(Items from a dataset)
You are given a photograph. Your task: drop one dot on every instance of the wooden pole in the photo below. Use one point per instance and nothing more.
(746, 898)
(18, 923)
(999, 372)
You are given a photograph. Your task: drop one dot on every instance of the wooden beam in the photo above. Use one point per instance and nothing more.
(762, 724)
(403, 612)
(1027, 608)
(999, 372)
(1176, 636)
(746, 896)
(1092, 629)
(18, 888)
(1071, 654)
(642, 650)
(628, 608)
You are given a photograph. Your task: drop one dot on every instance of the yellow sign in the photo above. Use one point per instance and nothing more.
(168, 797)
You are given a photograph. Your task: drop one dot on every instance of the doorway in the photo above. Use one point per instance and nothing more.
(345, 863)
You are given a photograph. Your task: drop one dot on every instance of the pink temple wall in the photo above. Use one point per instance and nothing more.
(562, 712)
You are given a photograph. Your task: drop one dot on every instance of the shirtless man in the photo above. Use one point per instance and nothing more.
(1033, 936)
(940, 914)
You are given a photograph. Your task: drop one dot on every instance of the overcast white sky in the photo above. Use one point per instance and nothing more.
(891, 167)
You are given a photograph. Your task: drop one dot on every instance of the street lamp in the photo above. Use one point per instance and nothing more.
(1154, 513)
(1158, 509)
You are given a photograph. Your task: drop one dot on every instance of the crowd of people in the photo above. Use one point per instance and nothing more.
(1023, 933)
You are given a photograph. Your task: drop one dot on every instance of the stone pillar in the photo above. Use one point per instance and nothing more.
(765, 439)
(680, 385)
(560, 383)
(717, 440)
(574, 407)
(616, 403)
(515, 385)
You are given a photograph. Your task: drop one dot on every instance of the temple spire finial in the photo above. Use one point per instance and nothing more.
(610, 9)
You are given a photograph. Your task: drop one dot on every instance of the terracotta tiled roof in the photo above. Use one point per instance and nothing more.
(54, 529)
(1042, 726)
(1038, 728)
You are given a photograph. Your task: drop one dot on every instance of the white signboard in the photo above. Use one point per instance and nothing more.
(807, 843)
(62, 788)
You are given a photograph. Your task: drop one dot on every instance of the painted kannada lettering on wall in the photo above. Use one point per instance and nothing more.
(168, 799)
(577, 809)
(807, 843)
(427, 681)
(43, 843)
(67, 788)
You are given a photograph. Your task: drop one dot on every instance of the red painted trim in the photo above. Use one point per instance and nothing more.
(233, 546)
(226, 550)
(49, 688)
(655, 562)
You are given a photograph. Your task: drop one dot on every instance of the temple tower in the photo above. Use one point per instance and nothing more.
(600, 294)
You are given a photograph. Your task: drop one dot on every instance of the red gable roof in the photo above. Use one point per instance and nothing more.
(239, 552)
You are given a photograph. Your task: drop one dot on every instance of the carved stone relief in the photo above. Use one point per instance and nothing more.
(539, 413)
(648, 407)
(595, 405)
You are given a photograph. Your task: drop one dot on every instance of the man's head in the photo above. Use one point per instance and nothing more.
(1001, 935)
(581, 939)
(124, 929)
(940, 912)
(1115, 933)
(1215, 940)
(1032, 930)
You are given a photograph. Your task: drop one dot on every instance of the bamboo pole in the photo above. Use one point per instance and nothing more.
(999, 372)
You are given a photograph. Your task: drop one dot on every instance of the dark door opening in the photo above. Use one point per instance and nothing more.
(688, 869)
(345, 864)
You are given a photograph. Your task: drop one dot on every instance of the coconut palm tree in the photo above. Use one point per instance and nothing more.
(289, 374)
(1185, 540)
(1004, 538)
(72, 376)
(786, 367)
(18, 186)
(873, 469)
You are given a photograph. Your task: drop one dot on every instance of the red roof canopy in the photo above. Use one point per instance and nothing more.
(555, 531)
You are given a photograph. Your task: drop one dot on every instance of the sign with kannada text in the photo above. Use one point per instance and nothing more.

Stated exercise: Repeat the material in full, exactly as it stands.

Solution:
You are given a photograph. Your task: drop one dot on every instance of the wooden pole in the photo below. Use one point per instance and nothing more.
(746, 898)
(18, 923)
(999, 372)
You are given a photograph. Your task: drop one dot on every instance of the wooden beam in the photo above. Use one point per instance and nothing more.
(762, 724)
(403, 612)
(1027, 608)
(999, 372)
(1176, 636)
(746, 896)
(1092, 629)
(18, 888)
(1071, 654)
(642, 650)
(628, 608)
You are given a photograph. Your task: drop one dot on every instance of the yellow sign in the photo above. Use one point per instance and nothing more.
(168, 797)
You are given a photograph. Your task: drop one dot on every instance of the doorway in the photo above. Use one point per instance and nothing more.
(345, 863)
You are given a photograph. Your task: drop one dot on every instance of the pink temple wall in the photo above. Use one point per instance and nothing more.
(562, 712)
You are given a photograph. Your task: drop one dot on every instance of the shirtless man in the photo above. Use one point per instance and nothing more.
(1033, 936)
(940, 914)
You are given a photograph. Your task: drop one dot on every instance of the overcast white sky in the photo above. Use one point per instance and nothing more.
(891, 167)
You are given a photograph. Your task: drop one dot on every instance of the street lamp in the photo above. Use one point per instance and nothing more.
(1154, 513)
(1158, 509)
You are given a photograph. Your task: drop one dot on every instance of the crowd of people in the photo above. Use one point per instance and nothing more.
(1023, 933)
You are given a photograph. Your task: drop one dot on every instance of the stone pillar in the photo above. Use one point per instance and nothing more.
(765, 439)
(680, 385)
(560, 383)
(717, 440)
(574, 407)
(616, 403)
(515, 385)
You are given a photograph. Your task: drop one dot on every instance of the temple spire finial in the photo above. Use one point per instance and nothing more.
(610, 9)
You are given a photograph. Your task: drop one dot on every instance of the terracotta tiled roof in the photo above. Use one point per instance and nothing more.
(54, 529)
(1042, 726)
(1038, 728)
You are given a photograph. Your task: drop one dot on every instance of the white signboard in the photo above. Use one point per instance and nothing more.
(807, 843)
(62, 788)
You are given a photograph. Your task: drop one dot on every instance of the painted kannada lettering on wall in the photo above. Use one point per instance and nothing more.
(168, 799)
(577, 809)
(807, 843)
(427, 681)
(43, 843)
(67, 788)
You are given a photograph. Your task: drop one dot on every instance of the red painted trim in the photo above. Use one point per instance and nothing more.
(233, 546)
(226, 550)
(49, 688)
(655, 562)
You are given a photograph. Your task: drop one dot on every instance of the temple tower in the photo above. Use one point per instance and nothing more.
(600, 294)
You are given a photograph. Your task: drop one dot on every instance of the red gable roof in the photo above. Use one point per instance and nothing more.
(239, 552)
You are given a photograph. Your task: drop one dot on every instance of the carved stone relief in the photo above. Use one point per instance and nothing more.
(539, 413)
(648, 407)
(595, 405)
You are given a photograph. Your task: drop one dot on every instance of the man's head in the photo above. Use one point per instance and nothing more.
(1001, 935)
(581, 939)
(124, 929)
(940, 912)
(1115, 933)
(1215, 940)
(1032, 930)
You are given a photograph. Your task: drop one dot on every instance of the bamboo pole in the photo above. Use one point per instance and nothing more.
(999, 372)
You are given a photograph. Your task: drop one dot on every instance of the dark door opening in the photo above. Use one point per instance and nothing more.
(688, 869)
(345, 864)
You are given a photograph. Your task: drop one dot on every instance of the coconut palm tree in the photo above. Use one point per instance and nothing more.
(289, 374)
(1185, 540)
(1004, 538)
(72, 376)
(786, 367)
(18, 186)
(873, 469)
You are given a photograph. Your task: drop one dot on every instance of the red roof canopy in the photo above. Use one point per instance and nothing more.
(555, 531)
You are given a photograph. Your task: drop one dot on every instance of the sign with kannada text in the photo above. Use one point per instance and nothing more.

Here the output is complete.